### Written request
Copy out the data exactly, leaving the pictures behind.

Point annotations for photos

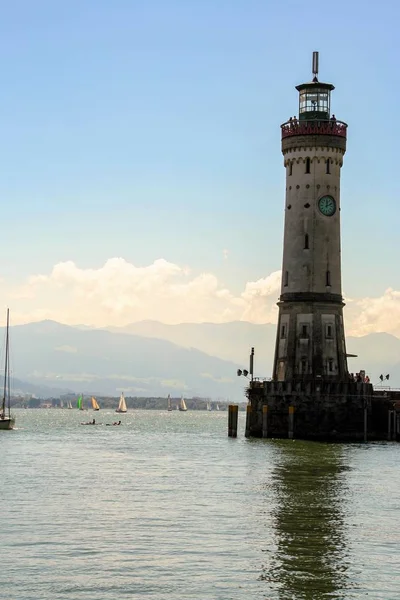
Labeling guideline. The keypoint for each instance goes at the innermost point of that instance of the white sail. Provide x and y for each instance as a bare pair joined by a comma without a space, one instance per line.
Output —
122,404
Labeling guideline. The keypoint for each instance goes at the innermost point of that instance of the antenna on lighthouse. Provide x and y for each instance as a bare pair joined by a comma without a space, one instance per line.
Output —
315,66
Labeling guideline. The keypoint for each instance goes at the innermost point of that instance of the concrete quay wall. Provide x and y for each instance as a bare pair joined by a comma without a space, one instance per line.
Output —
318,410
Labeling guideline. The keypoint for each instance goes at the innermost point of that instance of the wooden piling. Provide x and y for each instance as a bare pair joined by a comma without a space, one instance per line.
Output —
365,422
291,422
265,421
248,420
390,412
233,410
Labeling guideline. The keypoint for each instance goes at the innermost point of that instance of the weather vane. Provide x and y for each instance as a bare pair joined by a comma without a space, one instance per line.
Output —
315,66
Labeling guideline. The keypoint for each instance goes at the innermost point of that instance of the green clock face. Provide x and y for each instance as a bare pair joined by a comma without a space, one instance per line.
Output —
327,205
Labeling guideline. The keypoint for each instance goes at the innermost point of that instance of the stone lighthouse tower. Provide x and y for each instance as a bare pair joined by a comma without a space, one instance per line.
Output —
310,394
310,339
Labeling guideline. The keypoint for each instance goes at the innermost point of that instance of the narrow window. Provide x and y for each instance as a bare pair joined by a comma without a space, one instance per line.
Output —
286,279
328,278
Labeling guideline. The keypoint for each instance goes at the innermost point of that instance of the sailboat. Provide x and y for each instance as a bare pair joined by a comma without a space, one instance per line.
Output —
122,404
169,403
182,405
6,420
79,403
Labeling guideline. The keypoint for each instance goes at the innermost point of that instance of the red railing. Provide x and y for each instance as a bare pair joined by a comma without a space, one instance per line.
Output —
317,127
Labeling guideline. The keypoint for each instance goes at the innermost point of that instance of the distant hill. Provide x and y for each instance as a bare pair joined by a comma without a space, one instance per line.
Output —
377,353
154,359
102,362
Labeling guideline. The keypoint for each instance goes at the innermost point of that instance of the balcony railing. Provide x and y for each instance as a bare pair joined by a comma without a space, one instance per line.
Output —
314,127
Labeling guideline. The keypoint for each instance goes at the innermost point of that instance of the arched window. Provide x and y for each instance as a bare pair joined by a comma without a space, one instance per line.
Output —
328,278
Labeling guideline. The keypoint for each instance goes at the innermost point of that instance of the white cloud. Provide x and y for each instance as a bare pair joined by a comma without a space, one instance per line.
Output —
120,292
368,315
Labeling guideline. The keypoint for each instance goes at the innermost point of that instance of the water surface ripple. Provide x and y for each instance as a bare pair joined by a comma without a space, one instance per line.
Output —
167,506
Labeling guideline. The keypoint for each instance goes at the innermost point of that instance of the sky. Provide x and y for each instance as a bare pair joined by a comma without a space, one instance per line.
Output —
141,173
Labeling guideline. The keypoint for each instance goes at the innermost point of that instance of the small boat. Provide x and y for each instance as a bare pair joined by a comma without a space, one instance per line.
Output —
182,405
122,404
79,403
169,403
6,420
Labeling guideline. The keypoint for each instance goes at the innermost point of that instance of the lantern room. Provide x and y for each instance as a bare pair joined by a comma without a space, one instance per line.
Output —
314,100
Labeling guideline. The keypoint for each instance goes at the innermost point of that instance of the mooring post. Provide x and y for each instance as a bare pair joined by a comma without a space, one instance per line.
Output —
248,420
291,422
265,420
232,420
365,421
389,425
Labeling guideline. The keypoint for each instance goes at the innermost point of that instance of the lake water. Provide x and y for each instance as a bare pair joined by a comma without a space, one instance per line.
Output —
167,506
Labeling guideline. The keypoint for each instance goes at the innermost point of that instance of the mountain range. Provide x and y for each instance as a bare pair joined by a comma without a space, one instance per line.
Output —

### Exercise result
Labeling guideline. The keypoint for each instance goes at the innermost point of that instance of the white sail. Provide x and y for each instance as a bare pair joined by a comma without a space, one instance per line.
Output —
122,404
Labeling guideline. The keypoint for each instance goes at the innermost point of that instance of the antenna on lighthouse. Provide x and y for each instance as a bare pair joined by a comma without a space, one instance per line.
Output —
315,66
Labeling guideline. The keypoint for each instance goes at the innermost point of that instance of the concrete quay wall. Provide x and y for each instance as a bare pair joined by a comma without a space, one instance per line.
Output —
318,410
Labeling guideline. The keypoint for each instance goes at the innermost point of that instance of the wooden piling. Provide x and y for each instance as a bare pair joined by a comma without a space, one instance per line.
Output —
365,422
291,422
265,421
248,420
390,412
233,410
Labeling guideline. The keypoint for each instance goes at the innermost point of that instance of the weather vane. Provide x and y for each instance as a bare pair joined by a comma without a space, one instance per line.
Output —
315,66
Labeling guideline. The keypoint for each instance goes at the innermost point of that instance of the green clock face. Provide x and y for each instance as a bare pair joined by a comma without a space, one instance per line.
Output —
327,205
Labeling guideline. The keypoint for each instance goes at the innermost point of that instance of the stone lighthouse tower. Provide x and y for each instance as a bare pair joined by a comma without a space, one instance per line.
Output —
310,394
310,339
Labeling guideline. The keypoint for each instance goes at the innermost point of that instance of the narrow window. Provide x and y for each instance as a bare pair joined by a comma without a space, one instance per line.
Output —
286,279
328,278
Labeling guideline. The keypoint for each instance goes at the innermost point of that instance of the sailboat. Provide x and y for each instance as a bare pair joined by a comma without a space, one instance per line.
Output —
122,404
169,403
182,405
6,420
79,403
Labeling guideline. The keypoint for each instance goes at the innermost point of that instance of the red railing. Provide x and y for each instance as a bare pair joined by a comma without a space, one instance per line.
Output —
317,127
Labeling guideline. The keypoint for each instance goes at the innermost point of that instance of the distant hill. Provide x and y for each instance as a bare pair joined by a comma without a space, one instance per line.
Output —
377,353
154,359
102,362
Labeling guideline. The keypoint for each instance goes at the innermost point of that instance of the balcony railing. Provide x and y for each instance as a bare pair joined by a comma without a space, one instance per line.
Output —
314,127
Labeling guideline. The keypoint for each instance goes at the innermost point of that instance of the arched window. Provide x and y for each instance as a bare pair joined by a comma without a space, one instance per line.
Output —
328,278
Labeling guideline. The keypoint for each instance goes at the innermost point of that instance of the white cloud. Provide x and y for each instance as a bare pair joined by a comma without a space, one instance per line.
Output —
120,292
368,315
Labeling guideline. The keypoint for each instance goes at the innermost point of that instance of the water surface ripple. Provide x and y for each instance as a bare pair joined by a comma without a space, one instance per line.
Output —
167,506
Labeling guideline. The keypoint for each instance goes at the innermost point of that instance of the sky. Provide x and y for each instance as a bare pair joined by a comma without a space, one instance per line.
Output —
141,173
Labeling guideline. The keypoint for each instance goes at the innermost point of that instance of the small boat. Provide x and y for each instance as a bare pair joined by a comma without a space, one instance per line.
Output —
182,405
122,404
79,403
169,403
6,420
Labeling guideline. The keypoint for each instance goes at the innermost point of that instance of the lantern room. Provide x and y for each instance as a bare pair joined by a comma without a space, one instance per line.
Output —
314,100
Labeling guideline. The keypoint for each instance goes at the innermost point of that instance of the mooring post. Provide x and y for each instance as a bare pair joined by a comma without a space, one instance per line.
Output —
248,420
291,422
265,420
232,420
365,421
389,425
Labeling guideline. The keypoint for each instance goes at the innermost point of that instance of the lake water. Provide x and y for each instance as a bare pair joined by a comma without a space, one instance per line.
Output —
167,506
Labeling guideline. The keypoint for each instance goes at the innermost point of that instance of the mountain range. Provide x and y for each instance as a bare pair joined by a comma without a space, one instance per line.
Output —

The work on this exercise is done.